= RAW DATA =
- Opening Delimiter -
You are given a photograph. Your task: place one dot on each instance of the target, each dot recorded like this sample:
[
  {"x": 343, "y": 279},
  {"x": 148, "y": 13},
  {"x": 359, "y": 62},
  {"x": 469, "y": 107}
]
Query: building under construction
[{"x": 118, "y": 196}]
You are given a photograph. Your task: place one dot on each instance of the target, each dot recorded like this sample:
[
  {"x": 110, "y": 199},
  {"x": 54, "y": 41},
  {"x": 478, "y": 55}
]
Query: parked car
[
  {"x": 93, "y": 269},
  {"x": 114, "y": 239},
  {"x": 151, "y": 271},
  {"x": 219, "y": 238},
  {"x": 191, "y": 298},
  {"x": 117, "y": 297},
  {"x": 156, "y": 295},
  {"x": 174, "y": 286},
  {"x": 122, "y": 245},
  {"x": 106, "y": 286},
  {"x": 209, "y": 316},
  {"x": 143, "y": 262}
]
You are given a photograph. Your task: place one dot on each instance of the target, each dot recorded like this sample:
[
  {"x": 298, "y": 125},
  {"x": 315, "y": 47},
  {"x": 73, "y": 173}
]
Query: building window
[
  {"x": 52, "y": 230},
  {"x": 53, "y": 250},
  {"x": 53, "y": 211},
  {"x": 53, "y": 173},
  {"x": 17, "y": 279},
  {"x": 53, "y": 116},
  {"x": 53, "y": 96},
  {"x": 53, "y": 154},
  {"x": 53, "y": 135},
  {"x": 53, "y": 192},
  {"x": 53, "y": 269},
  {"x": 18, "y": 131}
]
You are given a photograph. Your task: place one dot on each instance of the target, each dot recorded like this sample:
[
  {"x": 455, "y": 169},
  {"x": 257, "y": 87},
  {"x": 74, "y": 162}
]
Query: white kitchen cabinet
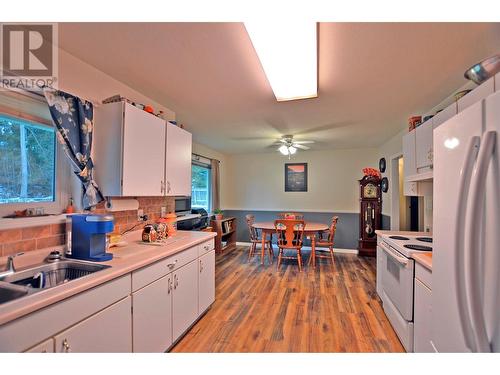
[
  {"x": 178, "y": 161},
  {"x": 480, "y": 92},
  {"x": 206, "y": 281},
  {"x": 422, "y": 318},
  {"x": 423, "y": 146},
  {"x": 184, "y": 298},
  {"x": 44, "y": 347},
  {"x": 109, "y": 331},
  {"x": 409, "y": 150},
  {"x": 152, "y": 317}
]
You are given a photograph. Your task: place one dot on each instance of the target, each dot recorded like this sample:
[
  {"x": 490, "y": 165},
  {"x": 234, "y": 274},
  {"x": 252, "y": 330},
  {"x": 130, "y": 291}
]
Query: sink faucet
[{"x": 10, "y": 265}]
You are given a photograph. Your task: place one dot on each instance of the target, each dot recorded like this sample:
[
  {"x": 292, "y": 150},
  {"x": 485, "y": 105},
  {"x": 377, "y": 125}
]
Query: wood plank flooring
[{"x": 262, "y": 309}]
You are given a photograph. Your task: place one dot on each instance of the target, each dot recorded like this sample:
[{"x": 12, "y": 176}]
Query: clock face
[{"x": 370, "y": 191}]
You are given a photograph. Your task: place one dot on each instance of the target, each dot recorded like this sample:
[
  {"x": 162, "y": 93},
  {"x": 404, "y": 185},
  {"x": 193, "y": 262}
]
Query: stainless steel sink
[{"x": 44, "y": 276}]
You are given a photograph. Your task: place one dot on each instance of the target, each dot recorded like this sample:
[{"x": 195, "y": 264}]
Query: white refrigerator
[{"x": 466, "y": 216}]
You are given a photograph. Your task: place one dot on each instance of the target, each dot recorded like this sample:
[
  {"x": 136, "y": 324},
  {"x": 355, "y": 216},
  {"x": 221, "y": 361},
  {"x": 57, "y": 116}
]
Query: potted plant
[{"x": 218, "y": 214}]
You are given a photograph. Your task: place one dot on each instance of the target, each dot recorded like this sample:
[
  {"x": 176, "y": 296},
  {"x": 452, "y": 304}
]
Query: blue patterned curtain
[{"x": 73, "y": 118}]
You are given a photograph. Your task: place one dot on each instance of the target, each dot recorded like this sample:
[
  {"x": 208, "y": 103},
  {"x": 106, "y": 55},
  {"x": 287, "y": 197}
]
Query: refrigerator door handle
[
  {"x": 473, "y": 240},
  {"x": 459, "y": 264}
]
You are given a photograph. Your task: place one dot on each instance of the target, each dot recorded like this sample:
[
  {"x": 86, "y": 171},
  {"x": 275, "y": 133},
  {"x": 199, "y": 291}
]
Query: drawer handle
[{"x": 66, "y": 346}]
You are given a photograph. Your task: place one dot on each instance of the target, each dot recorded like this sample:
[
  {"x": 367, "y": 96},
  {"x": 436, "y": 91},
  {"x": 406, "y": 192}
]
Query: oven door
[{"x": 397, "y": 279}]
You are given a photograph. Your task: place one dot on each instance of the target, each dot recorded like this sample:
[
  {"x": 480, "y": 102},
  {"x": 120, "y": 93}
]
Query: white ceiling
[{"x": 372, "y": 77}]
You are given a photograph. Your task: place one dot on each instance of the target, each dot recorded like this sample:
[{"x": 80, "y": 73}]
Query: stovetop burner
[
  {"x": 425, "y": 239},
  {"x": 418, "y": 247},
  {"x": 399, "y": 238}
]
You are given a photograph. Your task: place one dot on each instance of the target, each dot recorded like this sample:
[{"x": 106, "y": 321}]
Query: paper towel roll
[{"x": 113, "y": 204}]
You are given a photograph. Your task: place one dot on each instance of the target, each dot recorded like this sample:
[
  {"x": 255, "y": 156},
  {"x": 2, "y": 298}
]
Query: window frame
[
  {"x": 62, "y": 172},
  {"x": 203, "y": 162}
]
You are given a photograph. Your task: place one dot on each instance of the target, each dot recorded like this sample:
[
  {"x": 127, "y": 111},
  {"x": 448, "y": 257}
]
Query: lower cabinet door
[
  {"x": 108, "y": 331},
  {"x": 44, "y": 347},
  {"x": 206, "y": 281},
  {"x": 152, "y": 317},
  {"x": 185, "y": 298},
  {"x": 422, "y": 318}
]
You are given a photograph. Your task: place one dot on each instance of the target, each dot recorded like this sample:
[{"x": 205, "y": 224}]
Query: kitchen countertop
[
  {"x": 425, "y": 259},
  {"x": 126, "y": 259}
]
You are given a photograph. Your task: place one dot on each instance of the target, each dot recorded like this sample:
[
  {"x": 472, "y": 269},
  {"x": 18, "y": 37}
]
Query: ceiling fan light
[{"x": 284, "y": 150}]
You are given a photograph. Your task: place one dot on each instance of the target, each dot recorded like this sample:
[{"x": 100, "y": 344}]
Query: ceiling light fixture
[{"x": 289, "y": 56}]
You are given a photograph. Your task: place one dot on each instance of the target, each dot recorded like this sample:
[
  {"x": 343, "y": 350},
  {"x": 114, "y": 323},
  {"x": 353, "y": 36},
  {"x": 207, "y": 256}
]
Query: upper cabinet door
- Closing Delimiter -
= PROBLEM STATEMENT =
Every entry must be written out exactly, with all pictures left out.

= WRITTEN ANSWER =
You are given a photograph. Your task: place one dot on each instance of the target, each dot recorded like this sample:
[
  {"x": 343, "y": 279},
  {"x": 148, "y": 13},
  {"x": 359, "y": 62},
  {"x": 469, "y": 107}
]
Query: building under construction
[{"x": 118, "y": 196}]
You are given a photograph. Your task: place one dot on each instance of the target, each dot recorded like this sample:
[
  {"x": 110, "y": 199},
  {"x": 54, "y": 41},
  {"x": 478, "y": 55}
]
Query: parked car
[
  {"x": 93, "y": 269},
  {"x": 114, "y": 239},
  {"x": 151, "y": 271},
  {"x": 219, "y": 238},
  {"x": 191, "y": 298},
  {"x": 117, "y": 297},
  {"x": 156, "y": 295},
  {"x": 174, "y": 286},
  {"x": 122, "y": 245},
  {"x": 106, "y": 286},
  {"x": 209, "y": 316},
  {"x": 143, "y": 262}
]
You are given a photograph. Your task: place one dot on each instance of the target, each dot recorded like this sample:
[
  {"x": 298, "y": 125},
  {"x": 315, "y": 47},
  {"x": 73, "y": 173}
]
Query: building window
[
  {"x": 52, "y": 230},
  {"x": 53, "y": 250},
  {"x": 53, "y": 211},
  {"x": 53, "y": 173},
  {"x": 17, "y": 279},
  {"x": 53, "y": 116},
  {"x": 53, "y": 96},
  {"x": 53, "y": 154},
  {"x": 53, "y": 135},
  {"x": 53, "y": 192},
  {"x": 53, "y": 269},
  {"x": 18, "y": 131}
]
You are given a photograph. Your task: place one dot on each instance of the target, each dot recorded like this sample:
[
  {"x": 455, "y": 169},
  {"x": 257, "y": 87},
  {"x": 74, "y": 162}
]
Query: white kitchen cabinet
[
  {"x": 178, "y": 161},
  {"x": 480, "y": 92},
  {"x": 206, "y": 281},
  {"x": 422, "y": 318},
  {"x": 423, "y": 146},
  {"x": 184, "y": 298},
  {"x": 44, "y": 347},
  {"x": 109, "y": 331},
  {"x": 409, "y": 150},
  {"x": 152, "y": 317}
]
You are given a photograph. Your task: place one dot on each instance of the target, each dot recorded like this sample:
[
  {"x": 490, "y": 165},
  {"x": 234, "y": 274},
  {"x": 252, "y": 330},
  {"x": 130, "y": 291}
]
Query: sink faucet
[{"x": 10, "y": 265}]
You are given a photograph. Your task: place one dot on each instance of the target, each dot recorded like this sample:
[
  {"x": 292, "y": 150},
  {"x": 485, "y": 105},
  {"x": 377, "y": 125}
]
Query: wood plank flooring
[{"x": 262, "y": 309}]
You are given a photograph. Your task: place one dot on each instance of the target, each dot recorded like this sample:
[{"x": 12, "y": 176}]
Query: clock face
[{"x": 370, "y": 191}]
You are given a photograph. Your task: place one dot on each instance of the target, each dot recorded like this sample:
[
  {"x": 162, "y": 93},
  {"x": 404, "y": 185},
  {"x": 193, "y": 262}
]
Query: stainless steel sink
[{"x": 44, "y": 276}]
You are given a photograph. Your task: place one dot on each instance of the target, each dot recorded like this sample:
[{"x": 195, "y": 264}]
Query: white refrigerator
[{"x": 466, "y": 216}]
You are given a photograph. Your task: place one dot on each instance of the target, each dot recorded like this sample:
[
  {"x": 136, "y": 324},
  {"x": 355, "y": 216},
  {"x": 221, "y": 361},
  {"x": 57, "y": 116}
]
Query: potted plant
[{"x": 218, "y": 214}]
You are given a photograph. Your task: place one dot on each instance of the target, each dot recorded like this sample:
[
  {"x": 176, "y": 296},
  {"x": 452, "y": 304}
]
Query: blue patterned curtain
[{"x": 73, "y": 118}]
You are given a photograph. Your task: place one dot on each instance of the target, each dot recorded like this sample:
[
  {"x": 208, "y": 103},
  {"x": 106, "y": 55},
  {"x": 287, "y": 197}
]
Query: refrigerator door handle
[
  {"x": 473, "y": 240},
  {"x": 459, "y": 264}
]
You are given a photograph. Your task: place one dot on each instance of the target, each dot recorded like this sample:
[
  {"x": 86, "y": 171},
  {"x": 275, "y": 133},
  {"x": 199, "y": 291}
]
Query: drawer handle
[{"x": 66, "y": 346}]
You are given a photograph. Your task: place one dot on each instance of the target, each dot recorded like this sample:
[
  {"x": 367, "y": 96},
  {"x": 436, "y": 91},
  {"x": 406, "y": 192}
]
Query: oven door
[{"x": 397, "y": 279}]
You are given a photograph. Your task: place one dot on each instance of the target, each dot recorded like this sample:
[
  {"x": 480, "y": 102},
  {"x": 120, "y": 93}
]
Query: white ceiling
[{"x": 372, "y": 77}]
You are given a photograph. Your task: place one dot on each instance of the target, each dot recorded like this sample:
[{"x": 80, "y": 73}]
Query: stovetop burner
[
  {"x": 425, "y": 239},
  {"x": 418, "y": 247},
  {"x": 399, "y": 238}
]
You are given a photograph. Your task: place one dot on each instance of the target, each dot recorded like this sample:
[{"x": 106, "y": 321}]
Query: paper towel roll
[{"x": 113, "y": 204}]
You are given a photograph. Your task: place one dot on each instance of the target, each dot recorded like this sample:
[
  {"x": 255, "y": 156},
  {"x": 2, "y": 298}
]
Query: window frame
[
  {"x": 62, "y": 172},
  {"x": 203, "y": 162}
]
You are given a photograph. Your task: place one dot on each instance of the target, each dot recorded like this sample:
[
  {"x": 127, "y": 111},
  {"x": 448, "y": 257}
]
Query: lower cabinet door
[
  {"x": 108, "y": 331},
  {"x": 44, "y": 347},
  {"x": 206, "y": 281},
  {"x": 152, "y": 317},
  {"x": 185, "y": 298},
  {"x": 422, "y": 318}
]
You are given a photograph. Your task: place one dot on each instance of the target, each dot recorded like this sample:
[{"x": 205, "y": 224}]
Query: kitchen countertop
[
  {"x": 425, "y": 259},
  {"x": 126, "y": 259}
]
You are given a photograph. Your task: place one dot on each instance of the target, each dot recorded like this sample:
[
  {"x": 472, "y": 269},
  {"x": 18, "y": 37}
]
Query: ceiling fan light
[{"x": 284, "y": 150}]
You are given a photograph. Your task: place one dot on each instance of the target, each dot recorded like this sample:
[{"x": 100, "y": 344}]
Query: ceiling light fixture
[{"x": 289, "y": 56}]
You are given a photograph. Your task: place one dot on each instance of the target, each dot recorded like this sample:
[
  {"x": 343, "y": 350},
  {"x": 114, "y": 323},
  {"x": 353, "y": 36},
  {"x": 207, "y": 256}
]
Query: upper cabinet door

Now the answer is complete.